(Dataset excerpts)
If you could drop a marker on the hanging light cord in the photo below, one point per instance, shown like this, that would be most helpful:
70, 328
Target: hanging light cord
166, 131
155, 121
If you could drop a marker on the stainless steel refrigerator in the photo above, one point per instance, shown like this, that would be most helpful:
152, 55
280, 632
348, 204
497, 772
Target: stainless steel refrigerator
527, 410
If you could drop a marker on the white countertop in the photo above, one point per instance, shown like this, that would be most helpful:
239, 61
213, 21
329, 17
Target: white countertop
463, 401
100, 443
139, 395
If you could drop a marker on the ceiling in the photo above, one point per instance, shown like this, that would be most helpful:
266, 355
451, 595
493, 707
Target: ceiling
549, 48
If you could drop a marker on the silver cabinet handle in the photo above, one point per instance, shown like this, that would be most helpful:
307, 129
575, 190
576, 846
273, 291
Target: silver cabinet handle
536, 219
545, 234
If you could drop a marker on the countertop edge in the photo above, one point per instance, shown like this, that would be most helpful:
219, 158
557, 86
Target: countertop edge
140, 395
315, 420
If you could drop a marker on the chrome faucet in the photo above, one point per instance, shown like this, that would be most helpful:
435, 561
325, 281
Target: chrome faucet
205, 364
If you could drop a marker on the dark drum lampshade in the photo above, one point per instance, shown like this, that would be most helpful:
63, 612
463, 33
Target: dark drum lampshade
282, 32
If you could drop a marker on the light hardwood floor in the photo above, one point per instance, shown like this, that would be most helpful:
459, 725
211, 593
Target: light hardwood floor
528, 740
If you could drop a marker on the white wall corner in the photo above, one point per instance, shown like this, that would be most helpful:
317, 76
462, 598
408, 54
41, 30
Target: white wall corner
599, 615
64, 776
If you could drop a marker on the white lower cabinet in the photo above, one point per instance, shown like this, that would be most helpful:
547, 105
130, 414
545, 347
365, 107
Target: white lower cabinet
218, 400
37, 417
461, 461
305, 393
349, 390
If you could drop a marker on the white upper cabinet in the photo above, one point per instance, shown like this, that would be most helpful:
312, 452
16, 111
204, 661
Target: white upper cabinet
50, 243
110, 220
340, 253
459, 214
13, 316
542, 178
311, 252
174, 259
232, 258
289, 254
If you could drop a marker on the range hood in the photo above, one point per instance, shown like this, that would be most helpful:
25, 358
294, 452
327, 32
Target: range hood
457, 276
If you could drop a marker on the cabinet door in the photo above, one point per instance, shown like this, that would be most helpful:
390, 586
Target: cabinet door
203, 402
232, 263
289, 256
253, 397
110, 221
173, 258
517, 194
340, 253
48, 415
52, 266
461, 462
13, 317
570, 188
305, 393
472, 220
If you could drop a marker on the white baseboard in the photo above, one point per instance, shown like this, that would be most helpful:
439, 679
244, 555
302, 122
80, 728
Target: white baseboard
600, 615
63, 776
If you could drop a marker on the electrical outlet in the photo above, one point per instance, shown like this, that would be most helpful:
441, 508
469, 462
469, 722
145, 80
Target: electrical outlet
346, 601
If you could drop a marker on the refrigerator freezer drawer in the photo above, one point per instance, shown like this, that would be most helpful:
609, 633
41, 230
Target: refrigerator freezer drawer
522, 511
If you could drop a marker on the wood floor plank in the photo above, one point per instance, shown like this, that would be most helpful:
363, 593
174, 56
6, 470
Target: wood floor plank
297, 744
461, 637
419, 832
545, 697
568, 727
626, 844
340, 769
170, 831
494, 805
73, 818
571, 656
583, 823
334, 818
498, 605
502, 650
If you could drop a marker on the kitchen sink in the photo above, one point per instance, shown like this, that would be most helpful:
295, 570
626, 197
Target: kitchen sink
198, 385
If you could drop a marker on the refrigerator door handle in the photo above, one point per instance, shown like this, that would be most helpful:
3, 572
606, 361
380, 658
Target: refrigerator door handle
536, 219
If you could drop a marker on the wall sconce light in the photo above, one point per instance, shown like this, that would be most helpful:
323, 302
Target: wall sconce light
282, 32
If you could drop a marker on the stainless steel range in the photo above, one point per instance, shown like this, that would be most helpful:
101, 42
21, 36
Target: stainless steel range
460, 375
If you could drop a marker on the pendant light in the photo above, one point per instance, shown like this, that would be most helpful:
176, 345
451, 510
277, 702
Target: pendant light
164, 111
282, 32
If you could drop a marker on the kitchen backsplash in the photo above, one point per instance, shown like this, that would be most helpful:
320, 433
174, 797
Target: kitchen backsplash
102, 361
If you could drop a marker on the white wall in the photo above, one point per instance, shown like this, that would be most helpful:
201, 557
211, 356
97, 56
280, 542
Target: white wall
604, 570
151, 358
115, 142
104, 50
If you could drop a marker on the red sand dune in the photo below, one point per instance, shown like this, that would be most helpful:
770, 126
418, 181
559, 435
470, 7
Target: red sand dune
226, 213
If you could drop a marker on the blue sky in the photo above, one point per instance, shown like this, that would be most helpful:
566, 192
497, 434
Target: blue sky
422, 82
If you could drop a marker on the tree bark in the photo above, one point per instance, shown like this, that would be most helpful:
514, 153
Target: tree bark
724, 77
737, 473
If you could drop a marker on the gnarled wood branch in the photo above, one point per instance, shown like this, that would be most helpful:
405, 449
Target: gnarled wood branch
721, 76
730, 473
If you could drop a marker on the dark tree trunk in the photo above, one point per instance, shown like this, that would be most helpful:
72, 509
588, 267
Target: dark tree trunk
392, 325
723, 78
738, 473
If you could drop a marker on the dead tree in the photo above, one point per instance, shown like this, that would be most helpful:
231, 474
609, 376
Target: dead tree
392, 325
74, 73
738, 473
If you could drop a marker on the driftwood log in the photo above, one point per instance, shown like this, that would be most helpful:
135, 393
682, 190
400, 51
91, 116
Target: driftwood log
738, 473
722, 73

= EXERCISE REQUIREMENTS =
Using the records above, copy each line that contains "below".

= RESULT FOR THIS EXERCISE =
If you could drop a marker on the hanging light cord in the photo below, one point per instance, shown like this, that would be most helpful:
If you could drop a marker on the red sand dune in the photo below, one point per instance, shown like this, that would be most helpful:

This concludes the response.